The chord of F Major is a hugely popular chord on the guitar, but one that causes all sorts of problems for beginners. Some guitarists try to play the big full barre which only leads to lots of buzzing notes and some only play the super mini version, which if not played correctly, can sound weedy and thin.

As you can see from (my rather dodgy) illustration, the F Major chord can be one hell of a frustrating chord that makes people want to curse to the high heavens or make grown men and women weep with anguish and smash their guitars up in frustration.

Well, fear not fellow guitarist. In this post, I’ll show you how to play the chord of F Major in a progressive manner starting with the hard versions and then breaking these down into simpler forms.

I’ll also show you how to play an unusual inversion of the chord too which can really add class to your playing in certain situations.

A while back I showed you multiple ways to play the tricky B minor chord on guitar and more recently the B flat chord on guitar which is also a challenging chord to play. The chord of F is a more common chord as it is in the key of C Major—one of the CAGED keys on the guitar.

The F chord is also used in other keys too and quite often when a musician is playing in the key of G Major they will substitute out the F# diminished chord to bring in an F Major chord. This makes the F really important.

# # # #

◆ EXERCISES TO COMPLETE
1 > In the F Major guitar article, which key does the F chord belong to that makes it more common?
2 > Please carry the F Major guitar article forward from its final sentence.
The material that comes next isn't needed.

◆ RECORDED INFORMATION

# # # #

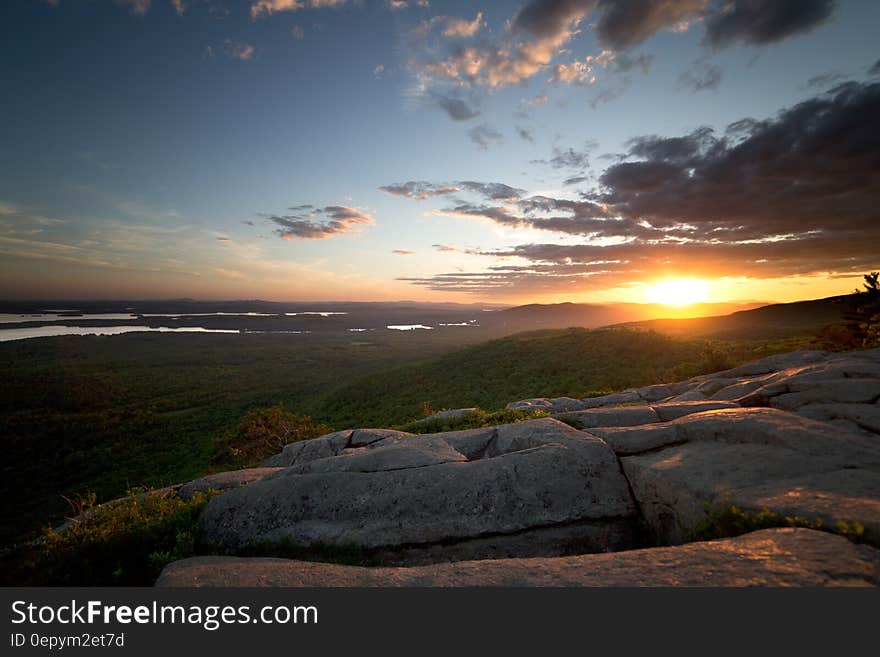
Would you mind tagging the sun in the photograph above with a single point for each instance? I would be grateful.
(677, 292)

# # # #

◆ WRITTEN ANSWERS
1 > The key of C Major, one of the CAGED keys on the guitar.

2 >
Here are a bunch of songs that use the F chord (most don’t use a capo but a few do).

  • John Lennon – Imagine
  • Oasis – Don’t look back in anger
  • Coldplay – The Scientist
  • David Bowie – Space Oddity
  • The Script – Superheroes (capo 3)
  • The Jam – That’s Entertainment (capo 3)
  • The Calling – Wherever You Will Go (capo 2)
  • Sam Smith – Stay With Me
  • The Animals – House of the rising sun

How to play the F chord on guitar

Shape 1 – (The big dreaded F)

This is the version of F that is most feared by beginners and I can see why. It is a tough chord. Barring across all 6 strings is tough and especially so at the 1st fret.

To get good at this version, you will need to spend time perfecting the quality of your barre. This means using great technique and following the advice in this post on barre chords.

For example, how straight it is, how close to the fret it is and how high it is positioned, and then adding in one finger at a time to gradually complete the chord. Thankfully there are much easier ways of playing F.


F chord on guitar

Shape 2 – (The C Shape Barre)

This is a tough old nut to crack for many guitarists. What you are doing here is playing a C Major chord shape with fingers 2, 3 and 4 and playing a barre across the top three strings with your index finger and placing this finger at the 5th fret).

It’s definitely a luxury shape and one that is suitable for intermediate guitarists but not ideal for beginners.


That’s because it is so tough and it isn’t used in that many songs (The intro to Red Hot Chili Peppers ‘Under the Bridge’ is probably the most famous example).


F chord on guitar

Shape 3 – (A Shape Barre)

Our next version is a barre chord based off the shape of an A Major chord. Can you see how we have taken the A Major chord and turned it into a barre chord and are now playing it higher up the neck?

I like to play this chord in the following way. The trouble is your ring finger is the one doing all the work so it can be tough to play for some guitarists.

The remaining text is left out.